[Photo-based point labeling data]

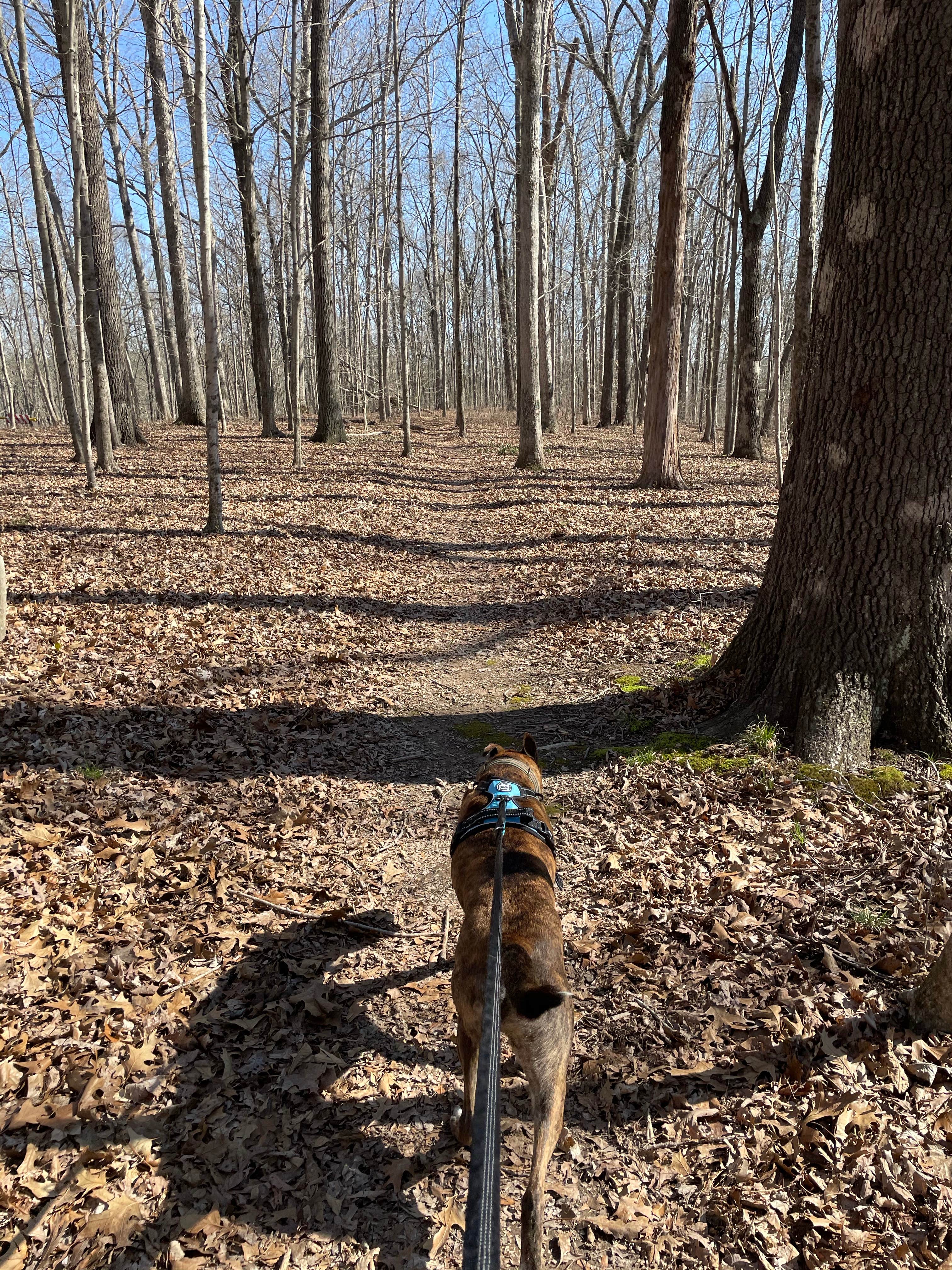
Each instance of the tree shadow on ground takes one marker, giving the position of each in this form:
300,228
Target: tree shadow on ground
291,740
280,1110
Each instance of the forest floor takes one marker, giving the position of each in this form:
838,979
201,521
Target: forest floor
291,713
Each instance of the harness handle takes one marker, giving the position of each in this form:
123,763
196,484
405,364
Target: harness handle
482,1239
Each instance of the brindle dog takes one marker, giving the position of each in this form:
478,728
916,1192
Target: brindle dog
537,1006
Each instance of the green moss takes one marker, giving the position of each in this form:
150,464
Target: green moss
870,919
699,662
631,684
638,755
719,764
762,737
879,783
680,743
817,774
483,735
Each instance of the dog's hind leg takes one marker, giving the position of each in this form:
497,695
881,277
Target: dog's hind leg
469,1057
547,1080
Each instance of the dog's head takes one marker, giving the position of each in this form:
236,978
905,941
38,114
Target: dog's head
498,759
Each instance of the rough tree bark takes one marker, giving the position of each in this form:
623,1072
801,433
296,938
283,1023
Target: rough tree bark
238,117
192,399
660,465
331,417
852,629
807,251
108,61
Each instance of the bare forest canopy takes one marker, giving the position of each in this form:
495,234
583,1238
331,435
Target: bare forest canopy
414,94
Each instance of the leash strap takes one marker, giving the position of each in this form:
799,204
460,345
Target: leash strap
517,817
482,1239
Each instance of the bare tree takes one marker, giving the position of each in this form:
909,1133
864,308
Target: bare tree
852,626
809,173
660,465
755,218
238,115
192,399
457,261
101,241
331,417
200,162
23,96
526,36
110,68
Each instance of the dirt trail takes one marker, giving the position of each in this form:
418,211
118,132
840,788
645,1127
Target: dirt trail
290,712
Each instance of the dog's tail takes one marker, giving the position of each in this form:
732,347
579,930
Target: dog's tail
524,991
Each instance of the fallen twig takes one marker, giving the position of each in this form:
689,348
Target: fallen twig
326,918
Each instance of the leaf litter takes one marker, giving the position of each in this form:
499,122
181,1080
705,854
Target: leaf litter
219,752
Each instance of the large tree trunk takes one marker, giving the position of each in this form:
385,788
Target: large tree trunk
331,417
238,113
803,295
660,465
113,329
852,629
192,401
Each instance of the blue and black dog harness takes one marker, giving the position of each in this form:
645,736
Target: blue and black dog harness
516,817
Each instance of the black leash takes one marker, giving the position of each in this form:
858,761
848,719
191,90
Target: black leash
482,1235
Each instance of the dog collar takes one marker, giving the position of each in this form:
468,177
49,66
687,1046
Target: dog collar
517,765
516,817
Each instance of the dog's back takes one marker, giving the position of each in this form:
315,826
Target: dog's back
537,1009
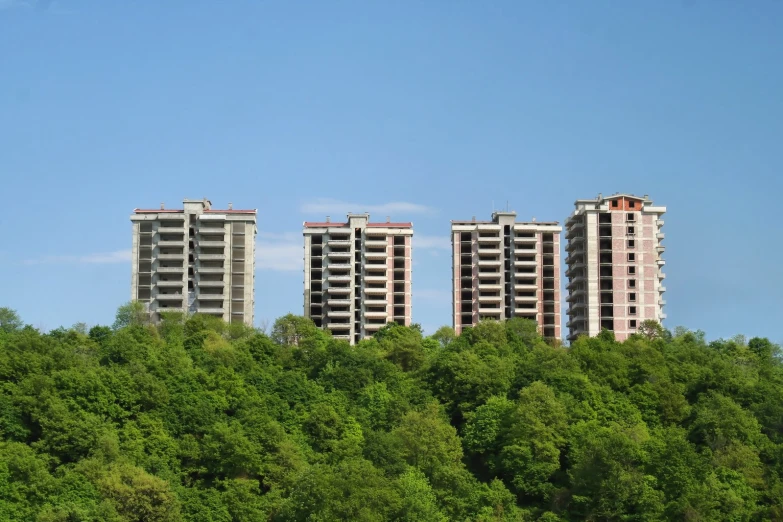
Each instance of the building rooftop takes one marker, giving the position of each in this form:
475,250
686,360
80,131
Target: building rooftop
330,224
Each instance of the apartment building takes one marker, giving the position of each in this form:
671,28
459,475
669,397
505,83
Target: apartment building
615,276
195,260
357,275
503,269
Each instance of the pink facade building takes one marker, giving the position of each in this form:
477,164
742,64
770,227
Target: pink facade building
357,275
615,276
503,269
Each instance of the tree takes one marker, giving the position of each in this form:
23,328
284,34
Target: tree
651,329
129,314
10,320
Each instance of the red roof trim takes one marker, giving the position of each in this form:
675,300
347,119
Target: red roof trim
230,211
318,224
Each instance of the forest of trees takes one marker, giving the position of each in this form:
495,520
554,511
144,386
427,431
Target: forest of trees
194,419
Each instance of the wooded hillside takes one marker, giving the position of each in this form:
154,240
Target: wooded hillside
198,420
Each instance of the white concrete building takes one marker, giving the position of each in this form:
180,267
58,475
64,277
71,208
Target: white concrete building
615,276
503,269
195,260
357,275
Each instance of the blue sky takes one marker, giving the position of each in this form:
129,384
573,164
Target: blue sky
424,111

---

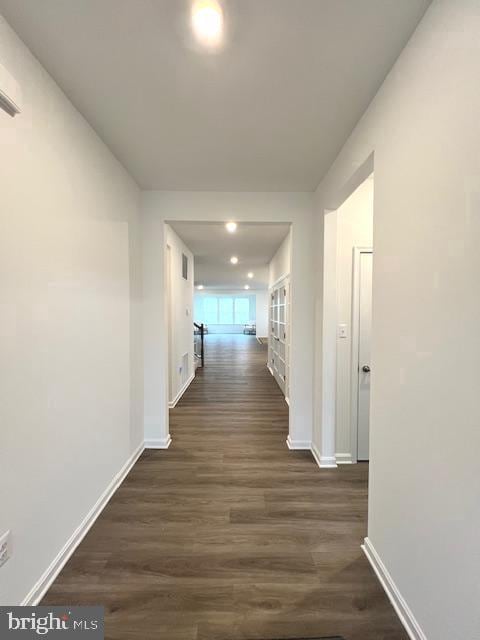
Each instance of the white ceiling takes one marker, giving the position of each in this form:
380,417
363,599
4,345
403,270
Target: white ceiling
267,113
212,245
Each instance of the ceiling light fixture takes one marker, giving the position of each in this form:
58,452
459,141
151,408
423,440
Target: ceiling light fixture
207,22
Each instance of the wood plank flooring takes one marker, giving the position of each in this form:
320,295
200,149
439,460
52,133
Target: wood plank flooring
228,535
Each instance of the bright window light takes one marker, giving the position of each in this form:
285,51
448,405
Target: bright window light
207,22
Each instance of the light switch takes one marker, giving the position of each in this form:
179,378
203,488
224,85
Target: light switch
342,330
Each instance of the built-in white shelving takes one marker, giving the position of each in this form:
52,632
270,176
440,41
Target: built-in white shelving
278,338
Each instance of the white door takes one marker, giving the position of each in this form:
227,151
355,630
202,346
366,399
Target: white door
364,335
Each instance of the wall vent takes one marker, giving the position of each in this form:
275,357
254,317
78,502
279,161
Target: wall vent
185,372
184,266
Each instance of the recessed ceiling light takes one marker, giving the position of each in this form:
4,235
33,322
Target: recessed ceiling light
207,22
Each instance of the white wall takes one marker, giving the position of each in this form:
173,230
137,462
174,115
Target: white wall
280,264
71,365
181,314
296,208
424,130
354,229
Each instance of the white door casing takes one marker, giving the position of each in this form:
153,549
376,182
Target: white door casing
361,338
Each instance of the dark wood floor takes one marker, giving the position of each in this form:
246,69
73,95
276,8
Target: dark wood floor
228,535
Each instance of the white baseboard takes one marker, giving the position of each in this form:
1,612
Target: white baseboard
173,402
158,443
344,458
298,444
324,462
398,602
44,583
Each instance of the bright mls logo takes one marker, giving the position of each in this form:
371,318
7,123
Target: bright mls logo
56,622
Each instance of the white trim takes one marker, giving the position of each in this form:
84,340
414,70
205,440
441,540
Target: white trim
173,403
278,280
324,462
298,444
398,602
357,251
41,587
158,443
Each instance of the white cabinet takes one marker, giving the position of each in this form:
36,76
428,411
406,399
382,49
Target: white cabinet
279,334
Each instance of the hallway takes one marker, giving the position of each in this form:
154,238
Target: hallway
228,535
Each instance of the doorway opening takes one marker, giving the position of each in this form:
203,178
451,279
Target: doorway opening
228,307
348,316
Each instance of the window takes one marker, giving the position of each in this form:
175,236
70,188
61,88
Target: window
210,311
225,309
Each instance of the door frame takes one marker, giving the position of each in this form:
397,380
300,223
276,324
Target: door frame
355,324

Goal of the exercise: List every line in the records that contains the string "handle", treating uppercase and lowercase letters as different.

Reply to the exercise:
Each instance of the harness handle takes one marker, giving the position of each in this form:
Target: harness handle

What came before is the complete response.